## Task to carry out
Without including any images, repeat the data exactly.

## Records shown
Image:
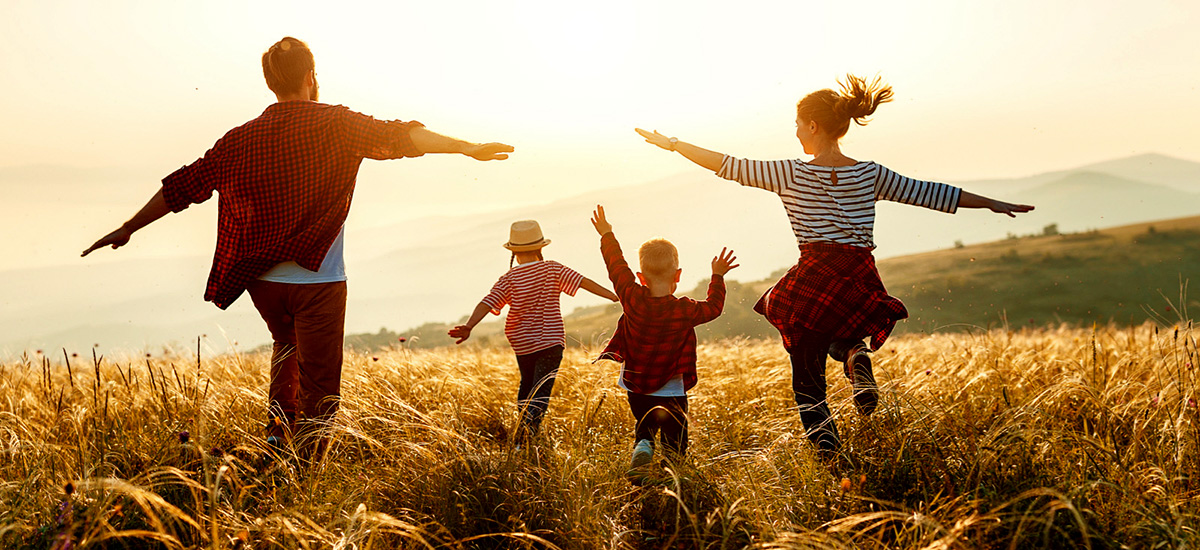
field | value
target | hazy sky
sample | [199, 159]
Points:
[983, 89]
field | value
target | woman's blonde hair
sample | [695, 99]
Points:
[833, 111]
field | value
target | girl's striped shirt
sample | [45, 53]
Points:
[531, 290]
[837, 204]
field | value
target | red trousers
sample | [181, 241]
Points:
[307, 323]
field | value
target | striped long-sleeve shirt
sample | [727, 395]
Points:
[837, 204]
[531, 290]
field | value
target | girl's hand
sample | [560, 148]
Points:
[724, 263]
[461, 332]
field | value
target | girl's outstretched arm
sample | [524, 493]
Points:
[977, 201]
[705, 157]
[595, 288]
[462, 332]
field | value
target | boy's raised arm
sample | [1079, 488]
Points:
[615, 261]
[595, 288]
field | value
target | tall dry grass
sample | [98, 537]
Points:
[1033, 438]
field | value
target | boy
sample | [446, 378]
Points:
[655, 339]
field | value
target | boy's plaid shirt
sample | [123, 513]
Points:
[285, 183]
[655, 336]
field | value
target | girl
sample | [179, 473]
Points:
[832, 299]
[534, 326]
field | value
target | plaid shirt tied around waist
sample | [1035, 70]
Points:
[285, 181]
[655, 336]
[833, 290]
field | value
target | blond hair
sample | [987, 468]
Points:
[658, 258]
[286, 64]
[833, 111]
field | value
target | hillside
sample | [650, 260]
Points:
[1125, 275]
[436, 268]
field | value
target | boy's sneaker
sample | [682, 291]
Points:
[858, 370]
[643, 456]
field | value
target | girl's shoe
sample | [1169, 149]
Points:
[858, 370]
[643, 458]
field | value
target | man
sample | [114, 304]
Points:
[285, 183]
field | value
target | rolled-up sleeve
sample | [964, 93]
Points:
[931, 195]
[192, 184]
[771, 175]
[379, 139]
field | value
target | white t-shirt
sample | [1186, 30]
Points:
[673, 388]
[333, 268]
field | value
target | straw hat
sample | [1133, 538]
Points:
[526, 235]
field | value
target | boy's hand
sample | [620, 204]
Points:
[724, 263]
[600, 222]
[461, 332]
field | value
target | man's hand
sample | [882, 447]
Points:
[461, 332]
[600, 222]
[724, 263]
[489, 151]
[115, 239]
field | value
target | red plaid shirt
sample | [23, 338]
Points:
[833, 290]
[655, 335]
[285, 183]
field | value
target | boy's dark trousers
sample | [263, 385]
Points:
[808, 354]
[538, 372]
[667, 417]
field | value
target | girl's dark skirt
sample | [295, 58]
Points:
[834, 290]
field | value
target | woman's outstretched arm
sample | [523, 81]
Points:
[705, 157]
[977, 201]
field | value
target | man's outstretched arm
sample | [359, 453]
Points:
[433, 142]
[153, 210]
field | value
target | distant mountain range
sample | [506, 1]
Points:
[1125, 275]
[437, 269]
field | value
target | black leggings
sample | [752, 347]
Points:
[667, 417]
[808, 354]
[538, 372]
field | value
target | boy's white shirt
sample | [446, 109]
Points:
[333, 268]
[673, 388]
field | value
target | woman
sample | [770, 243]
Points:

## Response
Image:
field | value
target | hazy sky
sample | [199, 159]
Points:
[983, 89]
field | value
target | woman's blonde hair
sample | [695, 99]
Points:
[833, 111]
field | value
target | girl's striped shirt
sample | [45, 53]
Points:
[531, 290]
[837, 204]
field | value
target | red trousers
sample | [181, 241]
Points:
[307, 323]
field | value
target | striped long-sleeve shirt
sample | [727, 395]
Points:
[837, 204]
[531, 290]
field | value
target | girl's hand
sample | [560, 148]
Points:
[724, 263]
[461, 332]
field | value
target | girl's outstretched arm
sample | [524, 493]
Points:
[977, 201]
[705, 157]
[595, 288]
[462, 332]
field | value
target | boy's raised arm
sample | [1079, 488]
Points:
[615, 261]
[595, 288]
field | value
target | tall dry grass
sample | [98, 537]
Points:
[1033, 438]
field | value
target | boy
sample | [446, 378]
Points:
[655, 339]
field | value
target | boy's plaid shirt
sample | [123, 513]
Points:
[285, 183]
[655, 336]
field | value
target | girl
sample | [179, 473]
Points:
[832, 299]
[534, 326]
field | value
target | plaid shirt tied around waist
sample | [1035, 70]
Points:
[285, 181]
[655, 336]
[833, 290]
field | value
target | blond hair
sample | [987, 468]
Points:
[658, 258]
[286, 64]
[833, 111]
field | value
target | hillside
sample | [650, 260]
Points:
[1125, 275]
[436, 268]
field | value
target | boy's sneaker
sample | [682, 291]
Points:
[858, 370]
[643, 456]
field | value
target | girl's shoe
sample | [1169, 149]
Points:
[858, 370]
[643, 458]
field | value
target | man
sample | [114, 304]
Points:
[285, 183]
field | value
target | rolled-up sleeve
sample | [964, 93]
Points:
[931, 195]
[192, 184]
[771, 175]
[379, 139]
field | value
target | white t-shirt
sample | [1186, 30]
Points:
[673, 388]
[333, 268]
field | value
target | straw hat
sample | [1133, 538]
Points:
[526, 235]
field | value
target | boy's hand
sample | [620, 204]
Points:
[724, 263]
[600, 222]
[461, 332]
field | value
target | man's hand
sample | [882, 447]
Points:
[461, 332]
[600, 222]
[724, 263]
[489, 151]
[115, 239]
field | value
target | red plaid shirt
sample | [23, 338]
Points:
[833, 290]
[655, 335]
[285, 183]
field | value
target | boy's dark trousers
sample | [263, 385]
Points:
[808, 354]
[538, 372]
[667, 417]
field | value
target | girl's dark skirt
sample | [295, 58]
Points:
[834, 290]
field | value
target | woman's outstretched arm
sample | [523, 81]
Points:
[705, 157]
[977, 201]
field | value
target | man's outstretched arm
sample | [359, 453]
Points:
[433, 142]
[153, 210]
field | value
target | distant mountain range
sample | [506, 1]
Points:
[1125, 275]
[437, 269]
field | value
target | black leggings
sample | [752, 347]
Points:
[667, 417]
[808, 354]
[538, 372]
field | value
target | boy's white shirt
sample | [446, 109]
Points:
[333, 268]
[673, 388]
field | value
target | woman
sample | [770, 243]
Points:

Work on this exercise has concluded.